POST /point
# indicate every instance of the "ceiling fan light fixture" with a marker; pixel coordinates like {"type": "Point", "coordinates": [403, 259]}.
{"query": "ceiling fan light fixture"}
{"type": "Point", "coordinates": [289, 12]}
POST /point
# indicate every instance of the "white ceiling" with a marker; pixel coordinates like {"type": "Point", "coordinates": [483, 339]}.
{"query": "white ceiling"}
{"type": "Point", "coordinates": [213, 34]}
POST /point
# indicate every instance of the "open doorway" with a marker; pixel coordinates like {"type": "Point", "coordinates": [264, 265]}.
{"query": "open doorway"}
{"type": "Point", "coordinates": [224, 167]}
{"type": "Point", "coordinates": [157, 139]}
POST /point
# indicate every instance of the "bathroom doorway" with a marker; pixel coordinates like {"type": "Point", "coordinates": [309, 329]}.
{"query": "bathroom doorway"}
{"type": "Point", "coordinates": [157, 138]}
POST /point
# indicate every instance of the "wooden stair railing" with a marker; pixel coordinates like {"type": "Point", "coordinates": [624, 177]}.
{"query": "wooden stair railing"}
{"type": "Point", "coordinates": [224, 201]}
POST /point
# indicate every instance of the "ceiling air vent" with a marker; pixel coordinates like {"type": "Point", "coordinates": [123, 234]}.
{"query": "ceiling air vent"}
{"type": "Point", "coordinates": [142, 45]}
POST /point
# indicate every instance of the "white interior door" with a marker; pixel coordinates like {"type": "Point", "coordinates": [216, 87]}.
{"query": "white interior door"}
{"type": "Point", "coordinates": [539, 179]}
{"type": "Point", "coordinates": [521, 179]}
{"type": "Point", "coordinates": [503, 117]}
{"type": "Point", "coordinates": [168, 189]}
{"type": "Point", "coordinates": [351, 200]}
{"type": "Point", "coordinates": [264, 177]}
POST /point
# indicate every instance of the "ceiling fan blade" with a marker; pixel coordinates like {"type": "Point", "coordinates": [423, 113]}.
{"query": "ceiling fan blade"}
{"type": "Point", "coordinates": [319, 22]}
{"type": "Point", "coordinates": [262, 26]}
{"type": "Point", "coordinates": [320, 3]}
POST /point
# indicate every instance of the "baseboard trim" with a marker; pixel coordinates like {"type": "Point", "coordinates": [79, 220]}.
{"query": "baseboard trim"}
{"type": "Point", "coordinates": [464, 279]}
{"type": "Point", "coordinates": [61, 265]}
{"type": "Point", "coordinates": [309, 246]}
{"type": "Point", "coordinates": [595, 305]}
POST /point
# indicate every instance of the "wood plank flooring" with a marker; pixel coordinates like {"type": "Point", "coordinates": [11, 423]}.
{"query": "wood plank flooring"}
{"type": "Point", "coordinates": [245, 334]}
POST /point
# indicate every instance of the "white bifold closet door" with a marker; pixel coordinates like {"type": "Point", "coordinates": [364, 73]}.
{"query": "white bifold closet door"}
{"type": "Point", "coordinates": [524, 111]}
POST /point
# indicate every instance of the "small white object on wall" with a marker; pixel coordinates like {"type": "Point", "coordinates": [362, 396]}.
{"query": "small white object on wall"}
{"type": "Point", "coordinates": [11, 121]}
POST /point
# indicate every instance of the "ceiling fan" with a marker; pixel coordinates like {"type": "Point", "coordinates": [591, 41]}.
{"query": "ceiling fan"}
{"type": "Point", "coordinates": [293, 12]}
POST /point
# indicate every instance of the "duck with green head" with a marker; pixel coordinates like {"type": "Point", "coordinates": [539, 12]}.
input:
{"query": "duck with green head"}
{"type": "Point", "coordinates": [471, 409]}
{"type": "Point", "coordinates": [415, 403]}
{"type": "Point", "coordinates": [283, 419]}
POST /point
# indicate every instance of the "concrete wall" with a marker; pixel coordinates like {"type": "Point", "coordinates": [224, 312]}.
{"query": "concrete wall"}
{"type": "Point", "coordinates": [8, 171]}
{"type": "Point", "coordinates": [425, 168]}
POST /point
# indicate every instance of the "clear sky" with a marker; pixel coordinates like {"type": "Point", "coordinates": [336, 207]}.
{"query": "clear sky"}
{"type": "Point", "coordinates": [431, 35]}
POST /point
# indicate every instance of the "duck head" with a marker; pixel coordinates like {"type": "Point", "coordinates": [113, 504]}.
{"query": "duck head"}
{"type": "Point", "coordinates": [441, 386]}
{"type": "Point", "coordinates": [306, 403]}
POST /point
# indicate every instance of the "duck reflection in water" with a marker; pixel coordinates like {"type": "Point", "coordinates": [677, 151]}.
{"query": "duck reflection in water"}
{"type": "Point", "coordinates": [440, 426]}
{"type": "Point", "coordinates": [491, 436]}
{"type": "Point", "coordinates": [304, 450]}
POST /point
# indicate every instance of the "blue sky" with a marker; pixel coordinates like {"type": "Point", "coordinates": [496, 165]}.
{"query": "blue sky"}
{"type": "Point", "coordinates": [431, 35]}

———

Your objective:
Reproduce the records above exactly.

Task result:
POST /point
# indicate every instance of the "ceiling fan light fixture" with a marker; pixel coordinates like {"type": "Point", "coordinates": [403, 259]}.
{"query": "ceiling fan light fixture"}
{"type": "Point", "coordinates": [289, 12]}
POST /point
# indicate every instance of the "white ceiling" with a marker; pixel coordinates like {"type": "Point", "coordinates": [483, 339]}.
{"query": "white ceiling"}
{"type": "Point", "coordinates": [213, 34]}
POST /point
# indicate every instance of the "open doorway" with a marker; pixel coordinates like {"type": "Point", "coordinates": [264, 265]}.
{"query": "open doorway"}
{"type": "Point", "coordinates": [224, 167]}
{"type": "Point", "coordinates": [157, 139]}
POST /point
# indicate every instance of the "bathroom doorway" with a marker; pixel coordinates like {"type": "Point", "coordinates": [309, 329]}.
{"query": "bathroom doorway"}
{"type": "Point", "coordinates": [157, 138]}
POST /point
# indicate every instance of the "wooden stair railing" with a marker; pixel coordinates like {"type": "Point", "coordinates": [624, 177]}.
{"query": "wooden stair railing"}
{"type": "Point", "coordinates": [224, 201]}
POST /point
# indicate every instance of the "ceiling air vent" with a marker; pixel coordinates like {"type": "Point", "coordinates": [123, 234]}.
{"query": "ceiling air vent"}
{"type": "Point", "coordinates": [142, 45]}
POST /point
# indicate every instance of the "white interior door" with a marker; pixel coordinates like {"type": "Point", "coordinates": [216, 87]}.
{"query": "white interior door"}
{"type": "Point", "coordinates": [539, 179]}
{"type": "Point", "coordinates": [521, 179]}
{"type": "Point", "coordinates": [503, 117]}
{"type": "Point", "coordinates": [168, 189]}
{"type": "Point", "coordinates": [351, 200]}
{"type": "Point", "coordinates": [264, 177]}
POST /point
# indicate every instance of the "ceiling fan blade" with a marker; pixel coordinates like {"type": "Point", "coordinates": [423, 113]}.
{"query": "ceiling fan blade"}
{"type": "Point", "coordinates": [319, 22]}
{"type": "Point", "coordinates": [262, 26]}
{"type": "Point", "coordinates": [320, 3]}
POST /point
# indicate every instance of the "baseboard trim" with a marker; pixel coordinates like {"type": "Point", "coordinates": [79, 220]}.
{"query": "baseboard trim"}
{"type": "Point", "coordinates": [464, 279]}
{"type": "Point", "coordinates": [61, 265]}
{"type": "Point", "coordinates": [309, 246]}
{"type": "Point", "coordinates": [595, 305]}
POST /point
# indicate every instance of the "wood plank flooring" with a marker; pixel coordinates like {"type": "Point", "coordinates": [11, 423]}.
{"query": "wood plank flooring"}
{"type": "Point", "coordinates": [245, 334]}
POST /point
# indicate every instance of the "white bifold closet door" with a marker; pixel coordinates like {"type": "Point", "coordinates": [364, 73]}.
{"query": "white bifold closet door"}
{"type": "Point", "coordinates": [524, 111]}
POST /point
# indicate every instance of the "small white object on wall" with a marker; pixel coordinates like {"type": "Point", "coordinates": [362, 396]}.
{"query": "small white object on wall"}
{"type": "Point", "coordinates": [11, 121]}
POST /point
# indicate every instance of the "ceiling fan" with a marker; pixel coordinates like {"type": "Point", "coordinates": [591, 41]}.
{"query": "ceiling fan"}
{"type": "Point", "coordinates": [293, 12]}
POST /point
# indicate every instance of the "duck with green head" with a marker; pixel coordinates like {"type": "Point", "coordinates": [539, 12]}.
input:
{"query": "duck with green head"}
{"type": "Point", "coordinates": [471, 409]}
{"type": "Point", "coordinates": [415, 403]}
{"type": "Point", "coordinates": [283, 419]}
POST /point
# indicate every instance of the "concrete wall" with a marker; pixel coordinates like {"type": "Point", "coordinates": [224, 312]}.
{"query": "concrete wall"}
{"type": "Point", "coordinates": [8, 171]}
{"type": "Point", "coordinates": [425, 168]}
POST /point
# indicate every instance of the "clear sky" with a marker; pixel coordinates like {"type": "Point", "coordinates": [336, 207]}.
{"query": "clear sky"}
{"type": "Point", "coordinates": [431, 35]}
POST /point
# indicate every instance of the "duck head" with a marker; pixel coordinates like {"type": "Point", "coordinates": [113, 504]}.
{"query": "duck head"}
{"type": "Point", "coordinates": [441, 386]}
{"type": "Point", "coordinates": [306, 403]}
POST /point
# indicate every instance of the "duck reflection in water" with a marker; pixel coordinates like {"type": "Point", "coordinates": [677, 151]}.
{"query": "duck reflection in water"}
{"type": "Point", "coordinates": [440, 426]}
{"type": "Point", "coordinates": [491, 436]}
{"type": "Point", "coordinates": [304, 450]}
POST /point
# indicate every instance of the "blue sky" with a marker; pixel coordinates like {"type": "Point", "coordinates": [496, 165]}.
{"query": "blue sky"}
{"type": "Point", "coordinates": [431, 35]}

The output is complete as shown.